▸ WHAT IS BEING ASKED: Render the lines of the material below, from the line with "Identify red hanging" to the line with "[0,106,144,151]", as a JSON list of strings with one string per line and no blank lines. Include both of those lines and nothing outside that range.

___ SUPPLIED INFORMATION

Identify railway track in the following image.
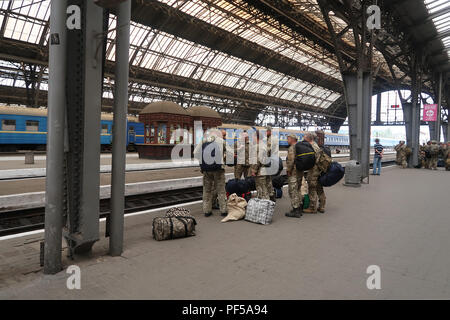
[0,160,395,237]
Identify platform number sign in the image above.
[366,265,381,290]
[367,5,381,30]
[66,265,81,290]
[66,5,81,30]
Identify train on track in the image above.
[0,106,144,152]
[0,106,398,152]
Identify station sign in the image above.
[423,104,438,121]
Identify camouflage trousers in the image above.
[397,156,408,169]
[306,166,327,210]
[234,164,250,179]
[255,176,273,200]
[427,157,438,169]
[266,176,275,198]
[203,170,227,213]
[288,169,303,209]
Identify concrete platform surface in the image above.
[0,168,450,299]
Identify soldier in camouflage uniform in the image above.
[250,130,273,200]
[194,133,231,217]
[303,132,331,213]
[444,141,450,171]
[266,126,276,202]
[419,144,426,168]
[234,131,250,179]
[429,140,439,170]
[286,134,303,218]
[394,141,408,169]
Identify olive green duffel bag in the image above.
[153,208,197,241]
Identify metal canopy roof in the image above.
[0,0,450,127]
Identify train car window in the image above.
[25,120,39,132]
[2,119,16,131]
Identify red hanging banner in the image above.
[423,104,437,121]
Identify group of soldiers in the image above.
[286,132,331,218]
[419,140,450,171]
[194,126,331,218]
[194,127,278,217]
[394,140,450,171]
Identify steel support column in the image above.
[109,0,131,256]
[436,72,442,142]
[343,71,372,179]
[375,93,382,125]
[44,0,67,274]
[64,0,105,255]
[402,72,421,168]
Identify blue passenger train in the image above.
[0,106,398,151]
[0,106,144,151]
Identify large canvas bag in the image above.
[295,141,316,171]
[245,198,275,224]
[152,208,197,241]
[222,193,247,222]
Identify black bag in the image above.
[152,208,197,241]
[319,161,345,187]
[275,157,283,176]
[200,142,222,172]
[272,176,284,189]
[295,141,316,171]
[225,179,250,198]
[245,176,256,191]
[274,188,283,199]
[320,146,331,158]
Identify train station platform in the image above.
[0,167,450,299]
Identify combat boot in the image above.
[303,206,317,213]
[285,208,302,218]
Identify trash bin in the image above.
[344,160,361,187]
[25,151,34,164]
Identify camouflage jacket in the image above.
[286,144,295,174]
[311,141,332,172]
[250,143,268,176]
[234,141,250,166]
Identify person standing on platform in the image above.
[394,140,408,169]
[429,140,439,170]
[286,134,303,218]
[250,130,273,200]
[194,132,227,217]
[444,141,450,171]
[373,138,384,176]
[303,132,331,213]
[266,126,276,202]
[234,131,250,179]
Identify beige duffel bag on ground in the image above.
[222,193,247,222]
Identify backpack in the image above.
[245,176,256,191]
[272,176,284,189]
[273,188,283,199]
[273,157,283,176]
[225,179,250,198]
[320,146,331,158]
[430,144,439,158]
[319,161,345,187]
[200,142,222,172]
[405,147,412,157]
[295,141,316,171]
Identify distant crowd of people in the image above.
[373,139,450,175]
[194,126,332,218]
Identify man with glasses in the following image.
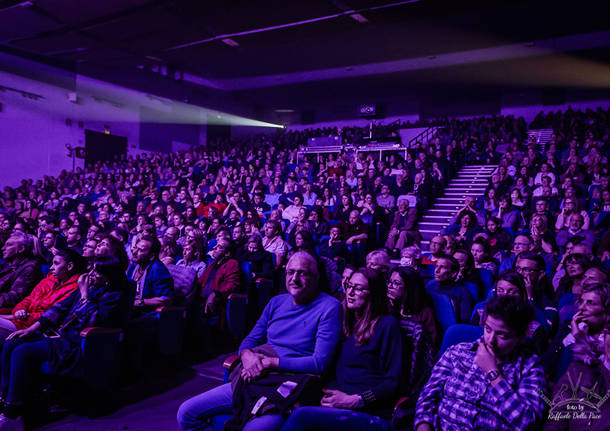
[514,251,558,333]
[543,283,610,378]
[557,213,595,250]
[178,252,341,430]
[199,238,241,316]
[498,234,534,274]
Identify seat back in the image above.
[227,293,248,340]
[431,293,457,332]
[441,323,483,355]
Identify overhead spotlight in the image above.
[220,38,239,48]
[350,13,369,24]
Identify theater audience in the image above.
[415,296,545,431]
[276,268,404,431]
[426,256,475,323]
[0,249,86,339]
[0,111,610,429]
[178,252,341,430]
[0,231,42,308]
[0,257,129,429]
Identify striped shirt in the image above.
[415,339,545,431]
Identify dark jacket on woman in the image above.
[328,316,405,419]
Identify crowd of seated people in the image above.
[0,111,610,430]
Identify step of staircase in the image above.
[418,165,497,251]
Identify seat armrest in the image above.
[394,397,409,410]
[80,326,121,338]
[222,355,240,371]
[155,305,186,313]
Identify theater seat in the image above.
[40,327,123,391]
[441,323,483,355]
[431,293,457,332]
[155,305,186,357]
[227,293,248,340]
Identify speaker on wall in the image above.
[301,109,316,124]
[542,88,566,106]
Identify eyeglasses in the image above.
[516,266,538,274]
[345,283,369,295]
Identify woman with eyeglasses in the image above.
[555,253,592,300]
[387,267,439,344]
[0,257,130,429]
[282,268,404,431]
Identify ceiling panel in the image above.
[12,32,96,55]
[0,6,60,42]
[36,0,151,25]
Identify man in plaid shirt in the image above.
[415,296,545,431]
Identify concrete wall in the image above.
[0,72,85,187]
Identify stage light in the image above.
[220,38,239,48]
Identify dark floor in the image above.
[34,355,227,431]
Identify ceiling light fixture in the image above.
[220,38,239,48]
[165,0,421,51]
[350,13,369,24]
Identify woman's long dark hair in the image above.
[390,267,434,316]
[55,248,87,276]
[343,268,389,346]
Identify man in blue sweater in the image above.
[178,252,341,431]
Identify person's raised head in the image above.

______

▸ ANSWER:
[
  "Identify red hanging banner in the image above.",
  "[423,104,437,121]",
  "Identify group of soldiers in the image above.",
  "[286,132,331,218]",
  "[419,140,450,171]",
  "[194,126,331,218]",
  "[194,127,278,217]",
  "[394,140,450,171]",
  "Identify steel support column in the image above.",
  "[109,0,131,256]",
  "[436,72,442,142]",
  "[343,71,372,179]",
  "[375,93,382,125]",
  "[44,0,67,274]",
  "[64,0,105,255]",
  "[402,72,421,168]",
  "Identify blue passenger train in the image above.",
  "[0,106,398,151]",
  "[0,106,144,151]"
]